*** Block opens ***

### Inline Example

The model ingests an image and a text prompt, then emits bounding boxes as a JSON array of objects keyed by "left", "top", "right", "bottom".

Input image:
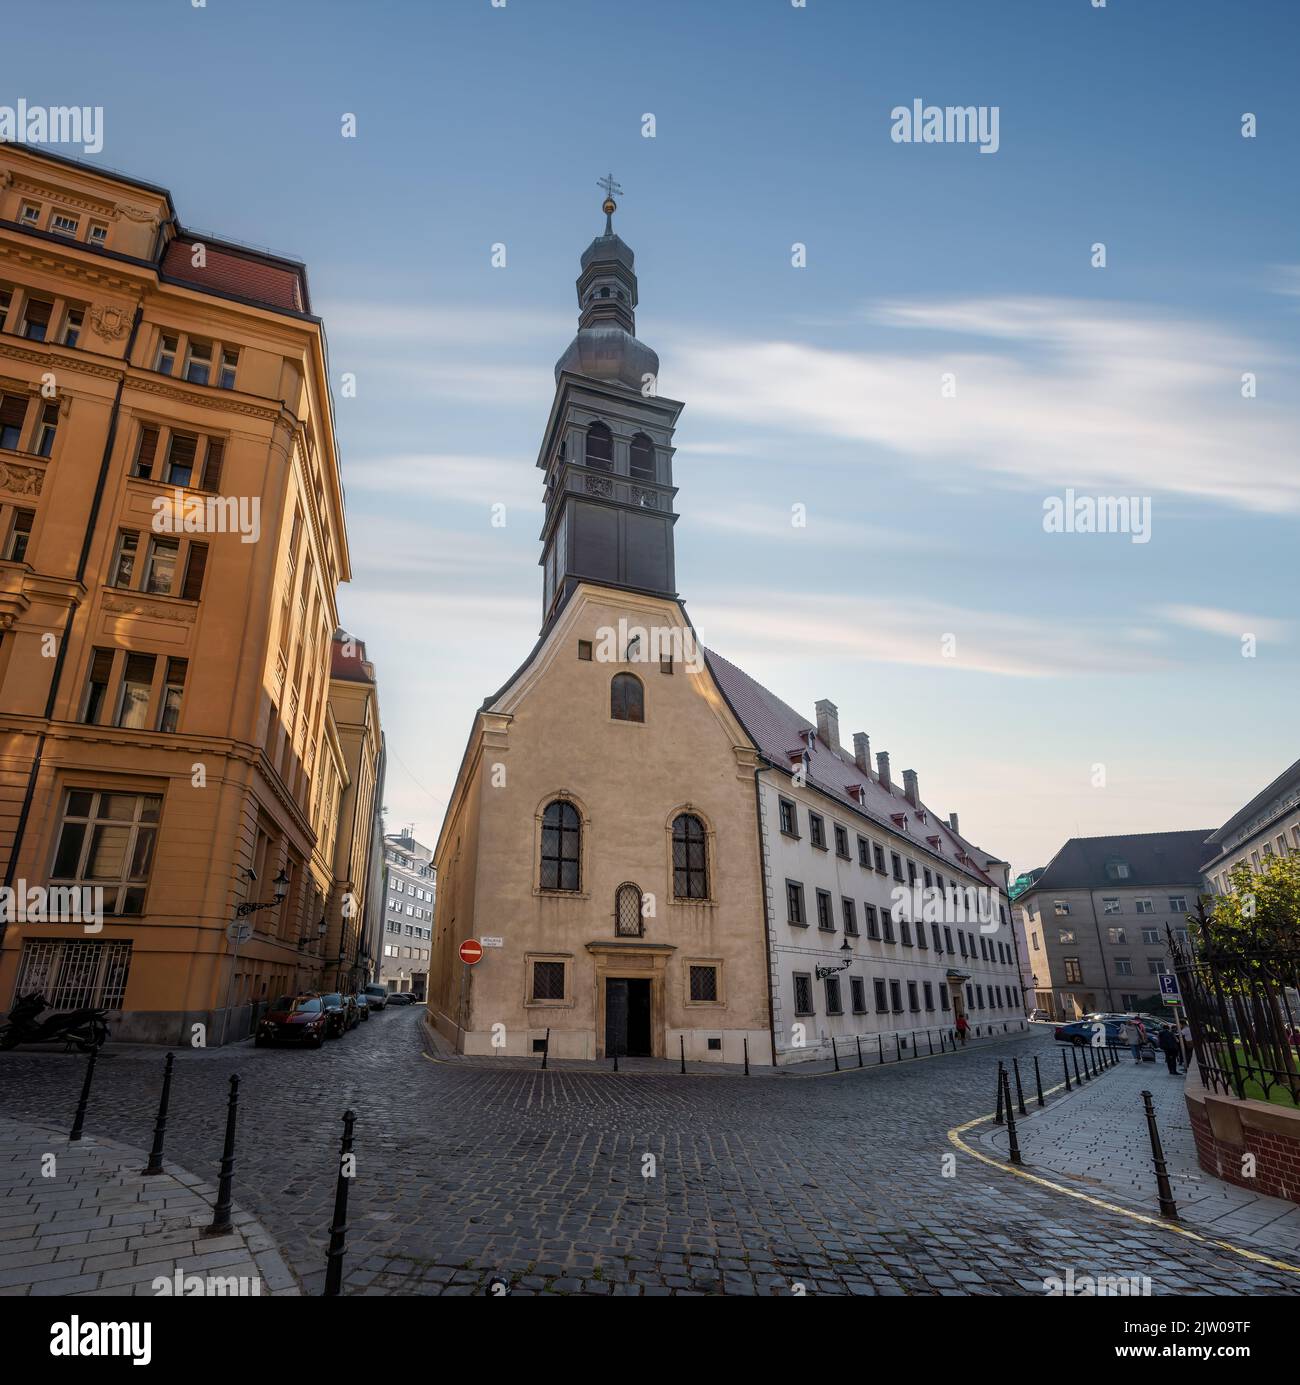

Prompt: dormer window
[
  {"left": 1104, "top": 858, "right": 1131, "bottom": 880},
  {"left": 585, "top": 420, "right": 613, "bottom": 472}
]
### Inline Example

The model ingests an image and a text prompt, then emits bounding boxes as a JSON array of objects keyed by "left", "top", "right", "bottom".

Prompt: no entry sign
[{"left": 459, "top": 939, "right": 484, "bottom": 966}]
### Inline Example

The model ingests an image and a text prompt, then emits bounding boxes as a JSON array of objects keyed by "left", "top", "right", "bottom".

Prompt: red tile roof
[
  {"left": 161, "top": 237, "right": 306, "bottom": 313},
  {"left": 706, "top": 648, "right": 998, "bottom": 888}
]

*** Block closes ***

Task prompt: Pictures are to be omitted; otherwise, write out the data exactly as it appears.

Response below:
### Inline Example

The model ingests an image and a text prompt, then emits bounding boxes as a JSON array of objects keyed by "left", "top", "right", "bottom".

Input image:

Prompt: dormer window
[
  {"left": 1104, "top": 858, "right": 1131, "bottom": 880},
  {"left": 585, "top": 420, "right": 613, "bottom": 472}
]
### Inline Example

The model ingests an image and a text prompt, then emits bounding boxes as a JSON array of objects keyed by "left", "top", "right", "bottom".

Prompt: no entry sign
[{"left": 459, "top": 939, "right": 484, "bottom": 966}]
### Inline Example

The model ingests an image and a text prompt, then emits bounding boxes as a JSON array of objects keyed by "left", "top", "right", "bottom".

Prompt: red tile roof
[
  {"left": 161, "top": 237, "right": 306, "bottom": 313},
  {"left": 706, "top": 648, "right": 998, "bottom": 888}
]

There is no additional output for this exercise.